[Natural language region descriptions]
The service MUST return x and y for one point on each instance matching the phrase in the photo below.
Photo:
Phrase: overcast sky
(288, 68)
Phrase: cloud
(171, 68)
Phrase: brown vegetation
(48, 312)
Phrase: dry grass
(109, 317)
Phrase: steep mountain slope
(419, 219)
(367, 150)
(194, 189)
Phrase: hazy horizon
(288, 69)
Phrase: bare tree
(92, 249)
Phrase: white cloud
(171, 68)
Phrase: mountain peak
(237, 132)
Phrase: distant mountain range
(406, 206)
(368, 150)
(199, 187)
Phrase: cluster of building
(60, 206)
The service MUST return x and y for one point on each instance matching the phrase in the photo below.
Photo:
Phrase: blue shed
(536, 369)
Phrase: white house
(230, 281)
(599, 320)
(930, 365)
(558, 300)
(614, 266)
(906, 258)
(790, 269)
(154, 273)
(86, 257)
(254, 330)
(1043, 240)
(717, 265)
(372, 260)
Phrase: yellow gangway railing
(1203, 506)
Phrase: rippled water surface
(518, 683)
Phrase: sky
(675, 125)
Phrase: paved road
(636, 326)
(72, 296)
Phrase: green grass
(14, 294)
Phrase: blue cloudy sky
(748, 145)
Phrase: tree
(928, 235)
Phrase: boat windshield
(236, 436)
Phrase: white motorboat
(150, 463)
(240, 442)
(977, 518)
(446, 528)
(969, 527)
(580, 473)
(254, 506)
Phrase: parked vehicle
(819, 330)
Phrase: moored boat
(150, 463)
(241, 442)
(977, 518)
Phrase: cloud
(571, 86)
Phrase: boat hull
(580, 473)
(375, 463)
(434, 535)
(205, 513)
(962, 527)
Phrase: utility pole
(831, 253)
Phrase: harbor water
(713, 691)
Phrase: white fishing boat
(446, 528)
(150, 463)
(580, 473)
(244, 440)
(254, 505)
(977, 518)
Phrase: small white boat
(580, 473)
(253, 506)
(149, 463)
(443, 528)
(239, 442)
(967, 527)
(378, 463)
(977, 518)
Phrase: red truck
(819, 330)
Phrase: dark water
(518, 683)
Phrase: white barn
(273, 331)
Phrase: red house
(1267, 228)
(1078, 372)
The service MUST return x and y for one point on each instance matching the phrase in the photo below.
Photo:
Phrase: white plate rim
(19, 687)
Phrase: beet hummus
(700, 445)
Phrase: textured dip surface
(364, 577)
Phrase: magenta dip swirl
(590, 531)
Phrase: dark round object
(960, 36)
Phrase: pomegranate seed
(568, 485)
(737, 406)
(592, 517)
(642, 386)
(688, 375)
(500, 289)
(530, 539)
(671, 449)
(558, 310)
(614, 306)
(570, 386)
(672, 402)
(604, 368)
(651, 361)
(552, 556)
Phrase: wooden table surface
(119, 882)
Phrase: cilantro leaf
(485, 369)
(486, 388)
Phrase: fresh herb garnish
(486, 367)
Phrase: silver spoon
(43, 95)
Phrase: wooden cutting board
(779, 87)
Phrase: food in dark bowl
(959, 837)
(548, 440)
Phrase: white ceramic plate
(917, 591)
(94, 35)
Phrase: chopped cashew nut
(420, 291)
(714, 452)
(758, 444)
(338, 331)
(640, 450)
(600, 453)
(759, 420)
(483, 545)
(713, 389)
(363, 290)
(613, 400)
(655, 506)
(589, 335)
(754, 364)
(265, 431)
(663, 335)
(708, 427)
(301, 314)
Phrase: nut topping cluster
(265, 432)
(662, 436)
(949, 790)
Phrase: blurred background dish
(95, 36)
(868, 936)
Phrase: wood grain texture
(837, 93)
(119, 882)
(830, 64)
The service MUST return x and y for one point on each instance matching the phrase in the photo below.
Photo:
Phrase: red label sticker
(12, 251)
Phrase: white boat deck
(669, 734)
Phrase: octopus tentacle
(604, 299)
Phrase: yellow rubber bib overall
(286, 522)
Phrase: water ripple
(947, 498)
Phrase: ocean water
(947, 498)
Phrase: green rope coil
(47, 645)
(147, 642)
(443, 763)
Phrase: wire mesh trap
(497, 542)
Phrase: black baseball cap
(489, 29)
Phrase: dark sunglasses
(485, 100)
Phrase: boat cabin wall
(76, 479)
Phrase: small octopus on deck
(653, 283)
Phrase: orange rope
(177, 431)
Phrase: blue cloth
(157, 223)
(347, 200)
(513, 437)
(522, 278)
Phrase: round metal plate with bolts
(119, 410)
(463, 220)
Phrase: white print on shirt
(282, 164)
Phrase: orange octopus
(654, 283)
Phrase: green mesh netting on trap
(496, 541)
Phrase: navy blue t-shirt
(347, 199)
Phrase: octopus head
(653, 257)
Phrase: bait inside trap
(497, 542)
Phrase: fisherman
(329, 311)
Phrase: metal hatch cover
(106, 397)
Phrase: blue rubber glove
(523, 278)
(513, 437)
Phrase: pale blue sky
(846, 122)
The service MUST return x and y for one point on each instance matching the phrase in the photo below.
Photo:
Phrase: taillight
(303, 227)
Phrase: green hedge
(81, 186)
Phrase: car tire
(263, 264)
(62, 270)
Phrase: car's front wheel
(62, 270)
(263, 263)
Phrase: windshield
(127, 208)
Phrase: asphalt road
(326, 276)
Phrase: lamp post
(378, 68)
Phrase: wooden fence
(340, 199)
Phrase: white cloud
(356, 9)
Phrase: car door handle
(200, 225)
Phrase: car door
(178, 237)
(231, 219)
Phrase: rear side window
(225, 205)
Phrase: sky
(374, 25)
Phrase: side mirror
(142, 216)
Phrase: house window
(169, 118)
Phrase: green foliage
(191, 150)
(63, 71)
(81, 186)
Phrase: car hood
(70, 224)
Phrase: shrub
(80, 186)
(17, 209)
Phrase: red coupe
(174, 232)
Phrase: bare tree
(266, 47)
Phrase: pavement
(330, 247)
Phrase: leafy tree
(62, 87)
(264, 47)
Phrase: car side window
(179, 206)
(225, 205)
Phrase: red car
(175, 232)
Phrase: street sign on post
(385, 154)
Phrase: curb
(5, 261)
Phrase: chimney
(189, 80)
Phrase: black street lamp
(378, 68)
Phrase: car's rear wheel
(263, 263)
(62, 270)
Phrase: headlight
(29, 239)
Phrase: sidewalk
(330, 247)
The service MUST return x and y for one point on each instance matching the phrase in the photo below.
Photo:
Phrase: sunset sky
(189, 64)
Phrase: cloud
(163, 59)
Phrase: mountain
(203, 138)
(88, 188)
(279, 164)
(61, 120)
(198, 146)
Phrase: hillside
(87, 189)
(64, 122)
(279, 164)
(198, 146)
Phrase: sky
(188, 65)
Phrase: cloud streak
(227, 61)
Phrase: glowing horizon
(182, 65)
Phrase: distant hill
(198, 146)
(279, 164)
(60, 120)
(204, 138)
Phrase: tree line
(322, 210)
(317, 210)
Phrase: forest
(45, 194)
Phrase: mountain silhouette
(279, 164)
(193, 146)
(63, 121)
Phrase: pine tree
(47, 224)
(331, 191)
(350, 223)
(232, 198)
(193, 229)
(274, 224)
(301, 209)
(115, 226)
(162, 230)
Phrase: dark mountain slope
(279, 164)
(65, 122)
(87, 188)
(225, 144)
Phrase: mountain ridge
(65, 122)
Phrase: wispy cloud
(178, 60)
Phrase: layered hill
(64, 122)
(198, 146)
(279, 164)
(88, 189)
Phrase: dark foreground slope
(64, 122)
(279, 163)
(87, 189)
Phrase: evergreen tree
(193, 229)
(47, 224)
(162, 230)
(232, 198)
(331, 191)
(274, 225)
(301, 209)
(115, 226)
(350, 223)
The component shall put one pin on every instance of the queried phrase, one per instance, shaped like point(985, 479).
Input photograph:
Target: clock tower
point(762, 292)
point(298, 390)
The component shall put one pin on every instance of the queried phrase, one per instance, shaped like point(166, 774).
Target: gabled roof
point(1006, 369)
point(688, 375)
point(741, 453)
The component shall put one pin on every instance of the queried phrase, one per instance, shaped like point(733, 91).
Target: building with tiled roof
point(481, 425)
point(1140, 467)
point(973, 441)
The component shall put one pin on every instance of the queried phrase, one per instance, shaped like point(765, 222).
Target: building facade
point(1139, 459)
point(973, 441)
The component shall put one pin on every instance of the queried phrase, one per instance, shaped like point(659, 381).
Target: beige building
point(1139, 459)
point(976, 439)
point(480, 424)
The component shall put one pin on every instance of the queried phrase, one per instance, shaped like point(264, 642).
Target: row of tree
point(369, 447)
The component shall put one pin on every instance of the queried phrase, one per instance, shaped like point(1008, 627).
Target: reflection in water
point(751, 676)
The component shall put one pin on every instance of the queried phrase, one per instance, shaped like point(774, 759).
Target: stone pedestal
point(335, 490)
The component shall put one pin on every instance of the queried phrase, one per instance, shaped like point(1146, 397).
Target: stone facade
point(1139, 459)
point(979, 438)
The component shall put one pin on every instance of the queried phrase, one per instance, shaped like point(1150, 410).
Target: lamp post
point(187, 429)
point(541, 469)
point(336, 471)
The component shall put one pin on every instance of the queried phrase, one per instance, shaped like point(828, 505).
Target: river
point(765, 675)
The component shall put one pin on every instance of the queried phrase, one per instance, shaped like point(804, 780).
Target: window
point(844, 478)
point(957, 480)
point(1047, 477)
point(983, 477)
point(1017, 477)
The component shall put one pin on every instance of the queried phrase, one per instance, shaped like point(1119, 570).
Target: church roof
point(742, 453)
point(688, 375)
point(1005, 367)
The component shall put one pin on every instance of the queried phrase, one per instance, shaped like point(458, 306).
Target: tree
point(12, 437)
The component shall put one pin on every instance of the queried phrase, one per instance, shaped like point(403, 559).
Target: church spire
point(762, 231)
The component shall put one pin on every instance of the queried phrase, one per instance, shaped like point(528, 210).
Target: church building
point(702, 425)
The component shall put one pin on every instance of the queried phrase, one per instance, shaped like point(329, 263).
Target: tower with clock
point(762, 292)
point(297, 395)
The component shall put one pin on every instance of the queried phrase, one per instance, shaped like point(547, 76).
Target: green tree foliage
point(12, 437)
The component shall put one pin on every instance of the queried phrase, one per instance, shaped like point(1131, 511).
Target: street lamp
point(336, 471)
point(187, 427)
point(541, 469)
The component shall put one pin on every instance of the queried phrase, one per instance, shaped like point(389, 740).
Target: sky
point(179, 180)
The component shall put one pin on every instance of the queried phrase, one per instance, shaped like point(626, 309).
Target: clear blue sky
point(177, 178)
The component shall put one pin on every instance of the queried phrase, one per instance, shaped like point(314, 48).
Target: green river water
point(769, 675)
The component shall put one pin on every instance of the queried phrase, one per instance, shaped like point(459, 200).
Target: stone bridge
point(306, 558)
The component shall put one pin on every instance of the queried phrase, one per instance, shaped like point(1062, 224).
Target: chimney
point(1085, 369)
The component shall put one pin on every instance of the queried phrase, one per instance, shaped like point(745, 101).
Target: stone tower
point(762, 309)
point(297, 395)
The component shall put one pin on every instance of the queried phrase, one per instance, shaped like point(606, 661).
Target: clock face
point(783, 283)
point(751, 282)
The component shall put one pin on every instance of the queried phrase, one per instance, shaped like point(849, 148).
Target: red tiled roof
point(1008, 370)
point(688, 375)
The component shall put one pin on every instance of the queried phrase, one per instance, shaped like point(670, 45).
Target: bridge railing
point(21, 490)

> _WHAT YOU WILL DO_: Lines from the one that contains "Target: red tiled roof" through the final line of the entries must be duplicated exactly, and no other lines.

> _REPLY_:
Target: red tiled roof
point(1008, 370)
point(688, 375)
The component shall put one pin on every instance of the queried phrase, one per instance, shaped like point(670, 45).
Target: bridge railing
point(21, 490)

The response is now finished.